- _MATERIAL TO PROCESS_
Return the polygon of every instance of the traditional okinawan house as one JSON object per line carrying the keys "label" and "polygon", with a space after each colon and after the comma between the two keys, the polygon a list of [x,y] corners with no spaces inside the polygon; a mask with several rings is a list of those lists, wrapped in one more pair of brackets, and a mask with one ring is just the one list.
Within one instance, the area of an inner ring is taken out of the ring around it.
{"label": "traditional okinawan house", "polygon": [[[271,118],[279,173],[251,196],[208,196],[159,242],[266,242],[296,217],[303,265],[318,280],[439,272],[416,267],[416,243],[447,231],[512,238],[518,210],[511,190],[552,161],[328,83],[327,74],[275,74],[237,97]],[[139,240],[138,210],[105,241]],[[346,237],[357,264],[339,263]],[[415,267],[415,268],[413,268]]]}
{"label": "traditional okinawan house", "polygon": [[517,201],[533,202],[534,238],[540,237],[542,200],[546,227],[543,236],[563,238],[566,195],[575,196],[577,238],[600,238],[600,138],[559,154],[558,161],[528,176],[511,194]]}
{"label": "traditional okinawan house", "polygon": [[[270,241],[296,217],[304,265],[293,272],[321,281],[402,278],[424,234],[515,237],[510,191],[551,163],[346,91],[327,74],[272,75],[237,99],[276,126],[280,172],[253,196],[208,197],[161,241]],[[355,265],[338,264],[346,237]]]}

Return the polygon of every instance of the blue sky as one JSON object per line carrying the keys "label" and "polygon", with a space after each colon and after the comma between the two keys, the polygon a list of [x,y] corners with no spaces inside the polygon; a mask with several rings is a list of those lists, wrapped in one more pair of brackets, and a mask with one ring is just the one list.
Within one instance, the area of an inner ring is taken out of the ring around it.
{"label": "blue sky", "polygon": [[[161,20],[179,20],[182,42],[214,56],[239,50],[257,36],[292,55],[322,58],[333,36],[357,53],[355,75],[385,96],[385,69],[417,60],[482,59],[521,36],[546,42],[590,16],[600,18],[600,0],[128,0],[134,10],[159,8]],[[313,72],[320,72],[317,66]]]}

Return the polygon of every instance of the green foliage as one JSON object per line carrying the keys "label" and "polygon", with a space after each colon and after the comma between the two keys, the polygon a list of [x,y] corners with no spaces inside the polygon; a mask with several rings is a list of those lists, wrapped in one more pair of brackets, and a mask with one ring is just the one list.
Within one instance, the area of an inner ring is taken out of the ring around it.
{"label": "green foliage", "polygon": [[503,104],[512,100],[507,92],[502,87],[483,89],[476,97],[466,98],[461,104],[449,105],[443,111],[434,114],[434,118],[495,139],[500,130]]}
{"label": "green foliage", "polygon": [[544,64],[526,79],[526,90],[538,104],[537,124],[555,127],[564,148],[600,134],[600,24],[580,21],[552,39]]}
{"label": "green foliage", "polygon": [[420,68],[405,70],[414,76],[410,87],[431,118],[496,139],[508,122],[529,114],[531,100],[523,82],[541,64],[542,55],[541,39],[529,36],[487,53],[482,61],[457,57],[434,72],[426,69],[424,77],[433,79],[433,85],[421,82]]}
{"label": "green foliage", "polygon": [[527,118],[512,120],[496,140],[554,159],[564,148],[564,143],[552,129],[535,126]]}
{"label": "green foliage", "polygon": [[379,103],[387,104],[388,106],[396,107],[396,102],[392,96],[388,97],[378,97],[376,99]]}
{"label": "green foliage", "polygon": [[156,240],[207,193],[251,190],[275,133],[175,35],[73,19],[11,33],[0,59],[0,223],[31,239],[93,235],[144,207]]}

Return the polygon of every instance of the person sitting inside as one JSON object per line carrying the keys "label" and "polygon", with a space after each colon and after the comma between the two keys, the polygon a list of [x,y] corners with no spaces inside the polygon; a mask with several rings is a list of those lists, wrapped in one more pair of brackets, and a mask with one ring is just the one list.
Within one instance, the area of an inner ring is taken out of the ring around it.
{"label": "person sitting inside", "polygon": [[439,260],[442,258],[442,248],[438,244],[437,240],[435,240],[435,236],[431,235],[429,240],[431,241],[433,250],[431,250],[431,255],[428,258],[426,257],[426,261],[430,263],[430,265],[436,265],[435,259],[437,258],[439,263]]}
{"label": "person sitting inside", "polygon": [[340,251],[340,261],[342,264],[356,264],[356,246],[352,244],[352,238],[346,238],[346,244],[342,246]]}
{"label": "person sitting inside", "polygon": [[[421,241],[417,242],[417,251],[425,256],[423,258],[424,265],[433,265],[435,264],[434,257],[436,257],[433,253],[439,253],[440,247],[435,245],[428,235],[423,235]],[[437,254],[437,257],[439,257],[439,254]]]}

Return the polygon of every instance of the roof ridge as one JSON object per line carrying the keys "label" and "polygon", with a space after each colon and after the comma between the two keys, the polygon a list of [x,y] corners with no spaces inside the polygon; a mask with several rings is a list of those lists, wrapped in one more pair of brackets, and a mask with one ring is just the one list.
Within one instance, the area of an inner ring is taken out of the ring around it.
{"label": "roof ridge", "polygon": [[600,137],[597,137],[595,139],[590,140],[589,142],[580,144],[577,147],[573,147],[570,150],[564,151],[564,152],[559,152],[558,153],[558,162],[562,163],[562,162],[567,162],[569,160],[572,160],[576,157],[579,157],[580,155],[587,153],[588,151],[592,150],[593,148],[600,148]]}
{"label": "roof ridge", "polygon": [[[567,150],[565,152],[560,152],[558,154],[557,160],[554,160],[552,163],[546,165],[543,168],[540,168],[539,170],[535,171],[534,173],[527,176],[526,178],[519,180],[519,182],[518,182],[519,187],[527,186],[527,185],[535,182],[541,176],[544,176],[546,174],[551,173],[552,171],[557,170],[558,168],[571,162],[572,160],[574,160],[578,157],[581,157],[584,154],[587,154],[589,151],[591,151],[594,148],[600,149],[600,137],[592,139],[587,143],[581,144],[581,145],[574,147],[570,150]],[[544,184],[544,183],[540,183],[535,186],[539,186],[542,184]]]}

- _THE TASK_
What you return should be the records above, repeated exactly.

- _FINISHED TASK_
Return the polygon of every instance of the traditional okinawan house as one JSON object per line carrying the keys "label" and "polygon", with a space after each colon and after the comma between the two keys, the polygon a list of [x,y] corners with no spaces inside the polygon; a mask with several rings is a list of those lists, wrapped in one more pair of brackets, and a mask with one ring is just the one list.
Within one instance, the area of an inner ring is taken out of the ring around it.
{"label": "traditional okinawan house", "polygon": [[[271,118],[279,173],[251,196],[208,196],[159,242],[266,242],[296,217],[303,265],[318,280],[439,272],[416,267],[416,243],[447,231],[512,238],[518,210],[511,190],[552,161],[328,83],[327,74],[275,74],[237,97]],[[139,240],[138,210],[105,241]],[[346,237],[357,264],[339,263]],[[415,267],[415,268],[413,268]]]}
{"label": "traditional okinawan house", "polygon": [[517,201],[533,202],[534,238],[540,237],[542,200],[546,227],[543,236],[563,238],[566,195],[575,196],[577,238],[600,238],[600,138],[559,154],[558,161],[528,176],[511,194]]}
{"label": "traditional okinawan house", "polygon": [[[270,241],[296,217],[304,265],[293,272],[321,281],[402,278],[424,234],[515,237],[510,191],[551,163],[346,91],[327,74],[272,75],[237,99],[276,126],[280,172],[253,196],[208,197],[161,241]],[[355,265],[338,264],[346,237]]]}

Return the polygon of every instance of the blue sky as one JSON object per line carrying the keys "label" and "polygon", with a space after each colon and after the comma between the two keys, the polygon a list of [x,y] corners with no spaces inside the polygon; a mask with several rings is a list of those lists, wrapped in one more pair of brackets, and a mask with one ring is just the one list.
Within one instance, the area of an inner ring is taken out of the ring around it.
{"label": "blue sky", "polygon": [[[161,20],[179,20],[182,42],[214,56],[239,50],[257,36],[292,55],[322,58],[333,36],[357,53],[355,75],[385,96],[385,69],[417,60],[482,59],[521,36],[546,42],[590,16],[600,18],[600,0],[128,0],[134,10],[159,8]],[[313,72],[320,72],[317,66]]]}

Return the polygon of every instance of the green foliage as one JSON object per line carrying the keys "label" and "polygon", with a space after each colon and after the comma between the two keys, the polygon a list of [x,y] corners with no spaces inside the polygon; a mask with several rings is a list of those lists, wrapped in one more pair of brackets, and a mask with one ring is just the one list.
Within one instance, the area of an inner ring is taken out of the ring around it.
{"label": "green foliage", "polygon": [[503,104],[512,100],[507,92],[502,87],[483,89],[476,97],[466,98],[461,104],[449,105],[443,111],[434,114],[434,118],[495,139],[500,130]]}
{"label": "green foliage", "polygon": [[544,64],[526,79],[526,90],[538,104],[537,124],[555,127],[564,148],[600,134],[600,24],[580,21],[552,39]]}
{"label": "green foliage", "polygon": [[420,68],[405,70],[414,76],[410,87],[431,118],[496,139],[508,122],[529,114],[531,100],[523,82],[541,64],[542,55],[541,39],[529,36],[487,53],[482,61],[457,57],[434,72],[426,69],[424,77],[433,79],[433,85],[421,82]]}
{"label": "green foliage", "polygon": [[527,118],[512,120],[496,140],[554,159],[564,148],[564,143],[552,129],[535,126]]}
{"label": "green foliage", "polygon": [[379,103],[387,104],[388,106],[396,107],[396,102],[392,96],[388,97],[378,97],[376,99]]}
{"label": "green foliage", "polygon": [[156,240],[207,193],[251,190],[275,133],[175,35],[73,19],[11,33],[0,59],[0,223],[31,239],[93,235],[144,207]]}

Return the polygon of every instance of the person sitting inside as one JSON object per line carrying the keys "label" and "polygon", with a space after each colon and after the comma between the two keys, the polygon a list of [x,y] corners with no spaces inside the polygon; a mask with several rings is a list of those lists, wrapped in one more pair of brackets, and a mask with one ring is just the one list.
Within one instance, the area of an inner ring is taken out of the ring around it.
{"label": "person sitting inside", "polygon": [[439,260],[442,258],[442,248],[438,244],[437,240],[435,240],[435,236],[431,235],[429,240],[431,241],[433,250],[431,250],[431,255],[428,258],[426,257],[426,261],[430,263],[430,265],[436,265],[435,259],[437,258],[439,263]]}
{"label": "person sitting inside", "polygon": [[340,251],[340,261],[342,264],[356,264],[356,246],[352,244],[352,238],[346,238],[346,244],[342,246]]}
{"label": "person sitting inside", "polygon": [[[421,241],[417,242],[417,251],[425,256],[423,258],[424,265],[433,265],[435,264],[434,257],[436,257],[433,253],[439,253],[440,247],[435,245],[428,235],[423,235]],[[437,254],[437,257],[439,257],[439,254]]]}

Return the polygon of every instance of the roof ridge as one JSON object per line carrying the keys "label" and "polygon", with a space after each colon and after the comma between the two keys, the polygon a list of [x,y] corners with no spaces inside the polygon; a mask with several rings is a list of those lists, wrapped in one more pair of brackets, and a mask with one ring is just the one list.
Within one instance, the area of an inner ring is taken out of the ring around it.
{"label": "roof ridge", "polygon": [[600,137],[597,137],[595,139],[590,140],[589,142],[580,144],[577,147],[573,147],[570,150],[564,151],[564,152],[559,152],[558,153],[558,162],[562,163],[562,162],[567,162],[569,160],[572,160],[576,157],[579,157],[580,155],[587,153],[588,151],[592,150],[593,148],[600,148]]}
{"label": "roof ridge", "polygon": [[[567,150],[565,152],[560,152],[558,154],[557,160],[554,160],[552,163],[546,165],[543,168],[540,168],[539,170],[535,171],[534,173],[527,176],[526,178],[519,180],[519,182],[518,182],[519,187],[527,186],[527,185],[535,182],[541,176],[544,176],[546,174],[551,173],[552,171],[557,170],[558,168],[571,162],[572,160],[574,160],[578,157],[581,157],[584,154],[587,154],[589,151],[591,151],[594,148],[600,149],[600,137],[592,139],[587,143],[581,144],[581,145],[574,147],[570,150]],[[544,184],[544,183],[540,183],[535,186],[539,186],[542,184]]]}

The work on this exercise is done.